_PROVIDED RECORDS:_
+---+
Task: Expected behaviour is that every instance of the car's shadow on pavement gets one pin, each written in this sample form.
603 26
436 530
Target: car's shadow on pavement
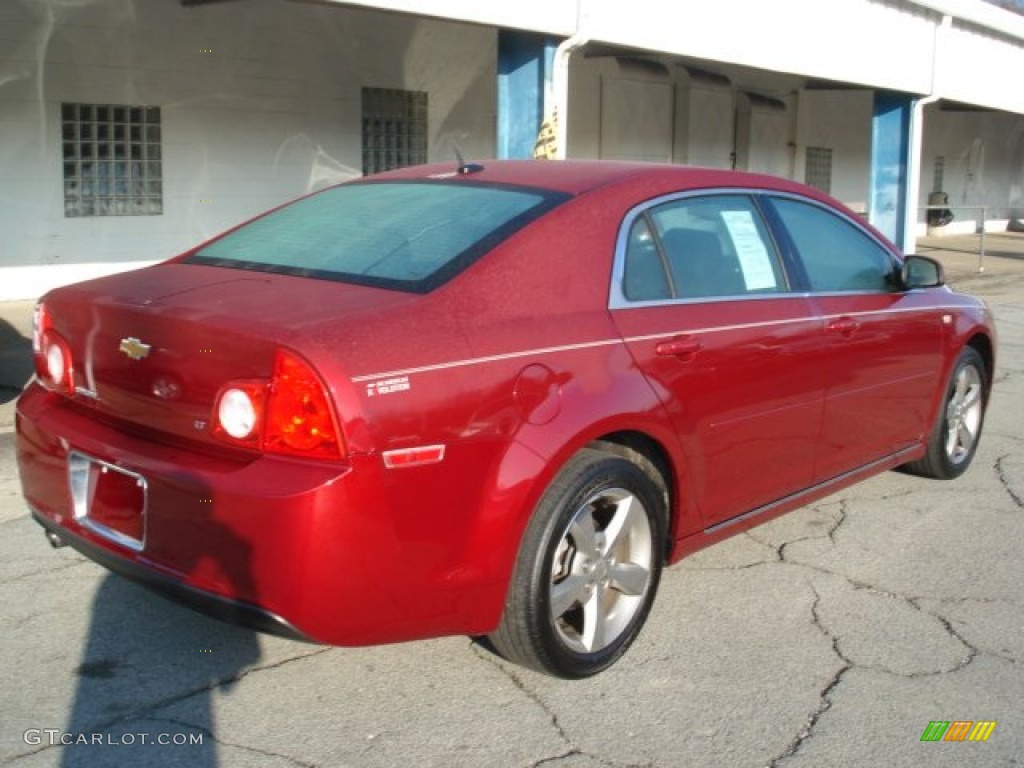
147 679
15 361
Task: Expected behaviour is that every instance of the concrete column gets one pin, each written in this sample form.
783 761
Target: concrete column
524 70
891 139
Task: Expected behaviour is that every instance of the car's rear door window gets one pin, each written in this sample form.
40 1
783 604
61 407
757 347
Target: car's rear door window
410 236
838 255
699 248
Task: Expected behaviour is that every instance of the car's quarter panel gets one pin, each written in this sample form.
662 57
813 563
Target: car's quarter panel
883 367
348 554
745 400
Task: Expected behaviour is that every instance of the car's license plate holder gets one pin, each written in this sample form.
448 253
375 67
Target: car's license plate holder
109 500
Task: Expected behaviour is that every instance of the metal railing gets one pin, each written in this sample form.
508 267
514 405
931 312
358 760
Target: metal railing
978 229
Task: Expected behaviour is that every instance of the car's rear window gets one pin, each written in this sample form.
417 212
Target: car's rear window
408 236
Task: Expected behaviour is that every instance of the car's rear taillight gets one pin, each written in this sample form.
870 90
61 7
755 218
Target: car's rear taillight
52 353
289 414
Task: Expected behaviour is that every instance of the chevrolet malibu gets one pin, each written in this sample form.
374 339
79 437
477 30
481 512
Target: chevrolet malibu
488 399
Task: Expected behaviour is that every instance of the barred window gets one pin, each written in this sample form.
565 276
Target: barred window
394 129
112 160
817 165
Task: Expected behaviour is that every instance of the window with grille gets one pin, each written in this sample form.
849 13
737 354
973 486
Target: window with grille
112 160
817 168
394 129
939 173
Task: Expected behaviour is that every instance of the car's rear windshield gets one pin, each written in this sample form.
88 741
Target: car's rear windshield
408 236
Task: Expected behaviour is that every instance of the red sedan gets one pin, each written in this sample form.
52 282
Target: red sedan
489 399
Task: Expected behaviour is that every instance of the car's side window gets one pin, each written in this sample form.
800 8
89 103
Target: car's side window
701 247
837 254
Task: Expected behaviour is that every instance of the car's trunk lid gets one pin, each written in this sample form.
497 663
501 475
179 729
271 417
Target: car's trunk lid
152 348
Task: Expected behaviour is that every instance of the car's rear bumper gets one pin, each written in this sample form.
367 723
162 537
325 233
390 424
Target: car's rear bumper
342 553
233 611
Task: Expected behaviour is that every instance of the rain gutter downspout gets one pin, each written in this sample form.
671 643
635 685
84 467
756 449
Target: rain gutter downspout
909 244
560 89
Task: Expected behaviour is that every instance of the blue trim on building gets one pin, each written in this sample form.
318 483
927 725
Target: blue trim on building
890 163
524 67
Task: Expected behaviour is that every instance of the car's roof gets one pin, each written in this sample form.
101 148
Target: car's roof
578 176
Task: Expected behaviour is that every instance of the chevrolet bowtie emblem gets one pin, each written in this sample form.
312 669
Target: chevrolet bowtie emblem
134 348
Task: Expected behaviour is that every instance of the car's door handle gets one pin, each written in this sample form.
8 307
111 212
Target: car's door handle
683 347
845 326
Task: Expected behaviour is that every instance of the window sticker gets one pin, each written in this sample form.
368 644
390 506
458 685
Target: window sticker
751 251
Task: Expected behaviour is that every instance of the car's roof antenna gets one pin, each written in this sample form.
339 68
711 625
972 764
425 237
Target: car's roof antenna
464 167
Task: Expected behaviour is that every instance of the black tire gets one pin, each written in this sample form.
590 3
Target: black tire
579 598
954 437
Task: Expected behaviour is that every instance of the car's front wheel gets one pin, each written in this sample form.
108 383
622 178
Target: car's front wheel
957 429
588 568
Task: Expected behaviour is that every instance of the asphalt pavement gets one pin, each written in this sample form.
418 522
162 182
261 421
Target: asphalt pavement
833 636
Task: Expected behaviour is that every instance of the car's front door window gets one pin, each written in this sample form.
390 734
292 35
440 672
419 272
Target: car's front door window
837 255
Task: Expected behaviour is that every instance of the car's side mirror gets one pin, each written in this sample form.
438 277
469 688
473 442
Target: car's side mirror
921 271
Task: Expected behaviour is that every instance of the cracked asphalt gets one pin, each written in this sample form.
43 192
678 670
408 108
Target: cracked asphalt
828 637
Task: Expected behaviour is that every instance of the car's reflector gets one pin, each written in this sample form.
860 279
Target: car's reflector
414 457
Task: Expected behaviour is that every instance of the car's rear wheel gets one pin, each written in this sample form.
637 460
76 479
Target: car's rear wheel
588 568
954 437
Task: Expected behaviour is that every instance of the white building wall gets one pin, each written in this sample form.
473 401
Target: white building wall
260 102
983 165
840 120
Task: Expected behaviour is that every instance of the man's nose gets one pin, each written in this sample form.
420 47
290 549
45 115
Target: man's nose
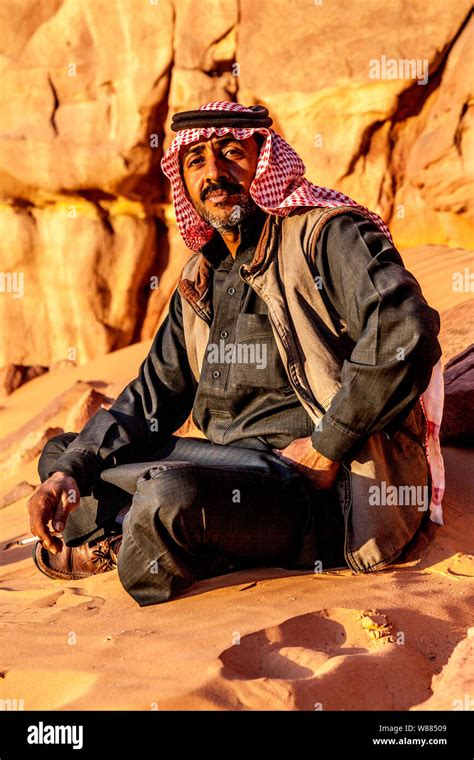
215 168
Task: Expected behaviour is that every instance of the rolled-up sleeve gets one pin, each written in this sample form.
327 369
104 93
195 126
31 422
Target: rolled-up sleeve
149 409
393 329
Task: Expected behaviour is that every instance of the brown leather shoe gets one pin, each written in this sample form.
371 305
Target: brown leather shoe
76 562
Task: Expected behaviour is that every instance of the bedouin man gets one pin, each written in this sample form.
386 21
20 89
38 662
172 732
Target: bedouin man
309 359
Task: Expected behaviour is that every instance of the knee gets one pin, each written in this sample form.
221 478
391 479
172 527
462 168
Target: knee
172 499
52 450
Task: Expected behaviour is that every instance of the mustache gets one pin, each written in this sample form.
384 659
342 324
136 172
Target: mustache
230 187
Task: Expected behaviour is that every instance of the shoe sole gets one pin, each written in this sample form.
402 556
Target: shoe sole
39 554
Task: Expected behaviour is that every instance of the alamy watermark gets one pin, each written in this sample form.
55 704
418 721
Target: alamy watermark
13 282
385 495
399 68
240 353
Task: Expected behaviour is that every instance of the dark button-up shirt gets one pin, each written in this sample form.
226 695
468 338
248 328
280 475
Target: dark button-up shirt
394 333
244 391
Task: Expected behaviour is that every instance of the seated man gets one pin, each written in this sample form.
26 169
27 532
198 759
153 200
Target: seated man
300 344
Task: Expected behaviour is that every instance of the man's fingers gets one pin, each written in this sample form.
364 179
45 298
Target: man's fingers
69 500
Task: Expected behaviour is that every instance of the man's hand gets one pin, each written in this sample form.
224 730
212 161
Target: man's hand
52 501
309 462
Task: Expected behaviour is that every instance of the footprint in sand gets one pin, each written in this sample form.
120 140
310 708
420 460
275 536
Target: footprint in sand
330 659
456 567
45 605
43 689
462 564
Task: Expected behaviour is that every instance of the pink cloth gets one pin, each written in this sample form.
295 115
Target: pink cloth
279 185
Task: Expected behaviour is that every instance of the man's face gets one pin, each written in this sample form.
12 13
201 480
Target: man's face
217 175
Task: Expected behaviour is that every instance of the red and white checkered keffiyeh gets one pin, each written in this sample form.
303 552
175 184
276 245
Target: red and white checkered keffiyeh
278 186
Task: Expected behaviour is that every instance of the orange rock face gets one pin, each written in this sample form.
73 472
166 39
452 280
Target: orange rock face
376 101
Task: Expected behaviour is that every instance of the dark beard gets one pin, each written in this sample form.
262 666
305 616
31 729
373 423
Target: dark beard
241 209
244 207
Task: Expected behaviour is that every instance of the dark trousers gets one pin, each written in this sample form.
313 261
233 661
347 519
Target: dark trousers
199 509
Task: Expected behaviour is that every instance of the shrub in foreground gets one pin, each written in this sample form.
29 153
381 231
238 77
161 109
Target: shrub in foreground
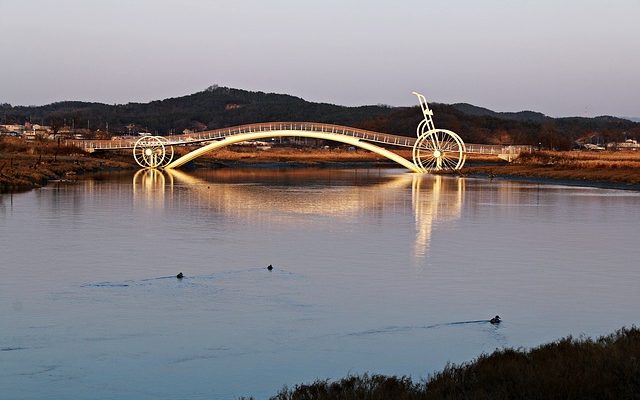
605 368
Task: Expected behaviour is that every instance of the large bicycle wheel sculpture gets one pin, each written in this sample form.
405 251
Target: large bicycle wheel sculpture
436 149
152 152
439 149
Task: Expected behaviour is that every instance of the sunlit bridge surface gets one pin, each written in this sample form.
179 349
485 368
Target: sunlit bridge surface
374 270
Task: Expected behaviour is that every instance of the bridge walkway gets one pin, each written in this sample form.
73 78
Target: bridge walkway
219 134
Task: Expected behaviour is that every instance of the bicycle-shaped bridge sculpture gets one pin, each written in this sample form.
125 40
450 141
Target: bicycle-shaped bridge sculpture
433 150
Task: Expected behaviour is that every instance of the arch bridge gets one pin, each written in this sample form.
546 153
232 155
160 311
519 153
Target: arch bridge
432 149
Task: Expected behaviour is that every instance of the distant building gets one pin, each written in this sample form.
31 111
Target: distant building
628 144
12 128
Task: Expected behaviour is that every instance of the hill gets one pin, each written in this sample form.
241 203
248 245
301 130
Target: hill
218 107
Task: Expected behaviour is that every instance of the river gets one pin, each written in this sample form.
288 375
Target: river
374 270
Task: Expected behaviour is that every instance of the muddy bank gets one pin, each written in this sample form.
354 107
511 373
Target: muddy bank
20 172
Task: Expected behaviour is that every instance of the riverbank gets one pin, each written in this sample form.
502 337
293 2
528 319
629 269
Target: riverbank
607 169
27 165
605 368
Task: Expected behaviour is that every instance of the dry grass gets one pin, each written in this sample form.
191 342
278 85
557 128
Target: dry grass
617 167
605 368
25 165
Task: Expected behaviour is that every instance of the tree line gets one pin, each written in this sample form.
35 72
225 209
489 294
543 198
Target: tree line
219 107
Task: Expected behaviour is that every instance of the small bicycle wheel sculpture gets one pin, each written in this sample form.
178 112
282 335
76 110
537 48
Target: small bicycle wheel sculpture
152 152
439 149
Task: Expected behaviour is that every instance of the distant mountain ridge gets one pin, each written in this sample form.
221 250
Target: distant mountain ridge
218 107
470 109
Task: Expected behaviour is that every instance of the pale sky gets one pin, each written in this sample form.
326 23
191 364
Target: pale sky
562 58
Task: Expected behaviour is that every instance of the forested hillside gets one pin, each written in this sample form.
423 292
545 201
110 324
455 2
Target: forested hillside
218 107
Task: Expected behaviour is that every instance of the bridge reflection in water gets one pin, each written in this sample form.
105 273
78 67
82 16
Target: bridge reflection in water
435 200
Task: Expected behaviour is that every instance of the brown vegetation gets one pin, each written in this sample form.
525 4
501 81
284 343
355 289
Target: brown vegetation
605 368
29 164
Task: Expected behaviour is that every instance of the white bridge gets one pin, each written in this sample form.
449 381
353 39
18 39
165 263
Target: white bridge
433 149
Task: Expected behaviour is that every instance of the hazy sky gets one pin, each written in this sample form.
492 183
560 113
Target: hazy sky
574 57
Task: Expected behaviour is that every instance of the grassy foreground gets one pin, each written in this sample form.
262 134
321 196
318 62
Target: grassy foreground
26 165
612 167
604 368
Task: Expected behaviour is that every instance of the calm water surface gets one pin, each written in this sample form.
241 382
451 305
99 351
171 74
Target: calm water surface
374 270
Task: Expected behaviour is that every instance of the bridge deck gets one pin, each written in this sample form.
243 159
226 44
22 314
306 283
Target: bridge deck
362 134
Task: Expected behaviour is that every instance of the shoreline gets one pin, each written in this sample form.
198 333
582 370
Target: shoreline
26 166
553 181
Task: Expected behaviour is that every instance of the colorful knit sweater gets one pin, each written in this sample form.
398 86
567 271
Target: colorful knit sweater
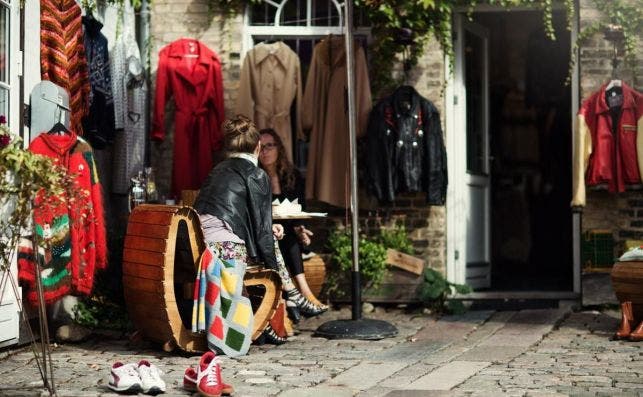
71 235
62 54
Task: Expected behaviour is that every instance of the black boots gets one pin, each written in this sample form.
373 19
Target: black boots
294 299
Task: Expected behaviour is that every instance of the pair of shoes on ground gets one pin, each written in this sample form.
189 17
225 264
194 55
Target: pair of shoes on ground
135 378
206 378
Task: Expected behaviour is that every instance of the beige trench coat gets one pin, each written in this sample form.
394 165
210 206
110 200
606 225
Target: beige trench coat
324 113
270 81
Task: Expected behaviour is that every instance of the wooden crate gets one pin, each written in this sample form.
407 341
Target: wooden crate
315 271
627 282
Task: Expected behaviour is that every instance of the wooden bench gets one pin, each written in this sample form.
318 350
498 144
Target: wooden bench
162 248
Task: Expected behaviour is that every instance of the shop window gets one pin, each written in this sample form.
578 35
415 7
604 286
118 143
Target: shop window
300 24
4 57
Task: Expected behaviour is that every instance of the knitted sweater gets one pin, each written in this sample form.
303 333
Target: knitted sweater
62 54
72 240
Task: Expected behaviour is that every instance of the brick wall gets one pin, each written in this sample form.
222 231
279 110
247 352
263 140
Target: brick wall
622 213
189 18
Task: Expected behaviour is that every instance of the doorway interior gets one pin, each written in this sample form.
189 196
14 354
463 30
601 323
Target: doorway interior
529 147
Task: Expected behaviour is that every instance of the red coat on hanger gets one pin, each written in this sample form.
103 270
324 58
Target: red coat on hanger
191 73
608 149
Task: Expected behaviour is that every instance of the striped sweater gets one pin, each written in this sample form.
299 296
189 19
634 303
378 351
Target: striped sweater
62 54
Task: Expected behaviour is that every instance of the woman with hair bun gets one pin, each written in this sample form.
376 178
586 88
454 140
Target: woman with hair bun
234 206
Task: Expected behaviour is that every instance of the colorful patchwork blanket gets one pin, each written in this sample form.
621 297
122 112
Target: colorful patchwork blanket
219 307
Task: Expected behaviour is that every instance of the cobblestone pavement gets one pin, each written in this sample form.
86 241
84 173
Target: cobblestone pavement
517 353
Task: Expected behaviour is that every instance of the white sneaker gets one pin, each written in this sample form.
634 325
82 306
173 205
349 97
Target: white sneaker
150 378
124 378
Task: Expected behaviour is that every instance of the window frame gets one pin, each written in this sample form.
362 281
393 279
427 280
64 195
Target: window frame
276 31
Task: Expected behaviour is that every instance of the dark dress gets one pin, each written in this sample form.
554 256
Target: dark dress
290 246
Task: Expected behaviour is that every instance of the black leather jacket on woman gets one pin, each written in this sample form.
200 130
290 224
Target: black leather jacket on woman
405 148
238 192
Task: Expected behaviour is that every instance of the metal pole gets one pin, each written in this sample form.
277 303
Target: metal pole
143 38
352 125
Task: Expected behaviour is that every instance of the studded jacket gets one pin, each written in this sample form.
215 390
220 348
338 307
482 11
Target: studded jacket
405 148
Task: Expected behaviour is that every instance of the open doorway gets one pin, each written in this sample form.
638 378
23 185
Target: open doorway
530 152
+---+
_WHAT IS EXPECTED:_ Give back exactly the lines from the one containing "the metal pole" to the end of the material, both ends included.

_RESPONSE TO THE EXERCISE:_
Task: Expected behaviour is that every instance of the metal pole gets one pin, each written in this sample form.
277 303
Target: metal pole
143 38
352 125
Task: Expected behaviour is that every instance of the studded jacket gets one pin, each written in this sample form.
215 390
220 348
338 307
482 11
Target: studded jacket
405 148
Task: Expected behaviour is that every instance of the open doorway gets one pin, each written in this sample form.
638 378
23 185
Target: open doorway
530 152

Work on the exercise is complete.